Exercise goal
Reproduce the records below word for word, omitting the pictures.

....

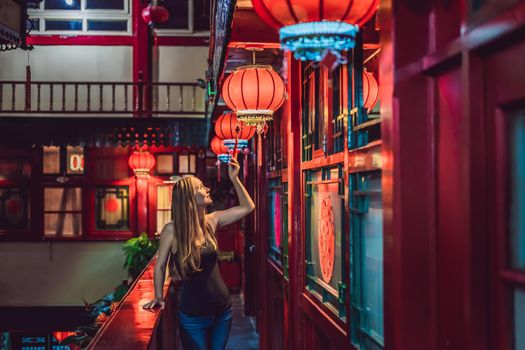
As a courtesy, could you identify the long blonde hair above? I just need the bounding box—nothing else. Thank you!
[171,176,217,280]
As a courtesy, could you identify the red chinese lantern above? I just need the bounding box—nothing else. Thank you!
[222,53,286,166]
[142,1,170,28]
[128,149,155,176]
[252,0,379,62]
[363,71,379,111]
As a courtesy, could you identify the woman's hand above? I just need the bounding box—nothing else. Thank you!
[228,157,241,181]
[142,299,166,310]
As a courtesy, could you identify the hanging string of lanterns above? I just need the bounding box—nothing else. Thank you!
[210,136,231,182]
[215,112,255,178]
[222,48,286,166]
[252,0,379,63]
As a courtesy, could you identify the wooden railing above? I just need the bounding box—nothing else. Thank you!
[0,78,206,117]
[88,258,179,350]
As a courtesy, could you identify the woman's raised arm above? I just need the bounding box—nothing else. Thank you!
[210,158,255,227]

....

The answer
As a courtesy, could you identify the long blonde hair above? I just need the bounding box—nothing else. Thank you!
[171,176,217,280]
As a courtesy, could you identify the red chinese lantern above? I just need the bounding box—nothing else. Thank you!
[222,53,286,166]
[142,1,170,28]
[128,149,155,176]
[252,0,379,62]
[363,71,379,111]
As a courtesy, could you identify the woman's hand above? I just need the bounding box—nothing else. Thank you!
[228,157,241,181]
[142,299,166,310]
As a courtesy, could you identify the hanging string of lanterns above? I just need the bounding box—nothing else. Thank you!
[210,136,231,182]
[215,112,255,178]
[222,48,286,166]
[252,0,379,63]
As a courtesy, could you identify the wooden railing above? I just need the bounding box—nothing else. Thank you!
[0,78,206,117]
[88,258,179,350]
As a courtesy, could you identify the woman's raised arm above? I just need the bounding box—nothing else. Thank you!
[210,158,255,227]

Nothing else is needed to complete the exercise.